_WHAT YOU NEED TO DO:_ Copy out, exactly as written, only the line containing "Query: glass storefront window" and the lines after it through the end of the records.

BEGIN ENTRIES PROVIDED

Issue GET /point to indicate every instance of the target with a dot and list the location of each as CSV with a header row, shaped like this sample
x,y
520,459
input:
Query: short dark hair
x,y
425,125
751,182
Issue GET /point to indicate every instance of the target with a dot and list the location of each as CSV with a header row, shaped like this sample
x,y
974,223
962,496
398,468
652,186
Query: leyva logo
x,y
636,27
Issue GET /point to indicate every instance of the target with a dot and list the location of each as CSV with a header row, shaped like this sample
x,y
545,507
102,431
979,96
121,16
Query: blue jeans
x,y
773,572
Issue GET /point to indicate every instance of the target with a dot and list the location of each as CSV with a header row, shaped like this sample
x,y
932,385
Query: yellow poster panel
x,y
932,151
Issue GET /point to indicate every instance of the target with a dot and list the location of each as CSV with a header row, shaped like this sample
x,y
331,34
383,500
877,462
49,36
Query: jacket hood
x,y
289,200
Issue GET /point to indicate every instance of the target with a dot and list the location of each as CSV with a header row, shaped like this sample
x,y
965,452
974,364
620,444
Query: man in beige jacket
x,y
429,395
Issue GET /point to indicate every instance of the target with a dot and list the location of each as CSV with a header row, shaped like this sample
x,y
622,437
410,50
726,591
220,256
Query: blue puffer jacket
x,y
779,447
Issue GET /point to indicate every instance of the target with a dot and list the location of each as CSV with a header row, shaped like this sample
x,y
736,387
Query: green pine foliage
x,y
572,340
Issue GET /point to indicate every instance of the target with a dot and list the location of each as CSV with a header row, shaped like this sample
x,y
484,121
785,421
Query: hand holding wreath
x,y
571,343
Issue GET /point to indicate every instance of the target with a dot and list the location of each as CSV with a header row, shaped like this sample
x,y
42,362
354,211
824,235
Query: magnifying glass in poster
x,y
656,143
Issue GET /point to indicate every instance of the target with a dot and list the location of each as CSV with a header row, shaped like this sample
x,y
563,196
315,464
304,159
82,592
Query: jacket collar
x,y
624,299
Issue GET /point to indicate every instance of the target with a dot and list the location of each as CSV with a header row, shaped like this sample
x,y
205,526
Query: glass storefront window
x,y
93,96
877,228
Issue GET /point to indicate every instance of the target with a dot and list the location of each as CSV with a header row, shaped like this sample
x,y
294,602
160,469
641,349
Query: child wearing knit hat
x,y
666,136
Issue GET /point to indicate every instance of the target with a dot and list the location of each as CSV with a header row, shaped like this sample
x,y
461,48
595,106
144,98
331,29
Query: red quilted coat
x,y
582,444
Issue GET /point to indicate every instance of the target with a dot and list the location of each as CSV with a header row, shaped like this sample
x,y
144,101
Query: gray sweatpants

END ENTRIES PROVIDED

_TASK OUTPUT:_
Query: glass storefront window
x,y
93,96
877,228
Issue GET /point to indicate every instance of the target with a dot and list the location of each as CSV with a header row, shaped like this sample
x,y
294,602
160,469
641,349
Query: child wearing knit hat
x,y
666,136
Issue GET /point to indicate every instance of the target with a dot and list the location of each as CSV with a header row, shaped like this sample
x,y
461,48
595,106
144,98
331,29
Query: red quilted coat
x,y
582,444
Issue GET /point to indicate every instance of the target with a dot and list the location of each as CSV with a header row, shaped like this sample
x,y
144,101
Query: gray sweatpants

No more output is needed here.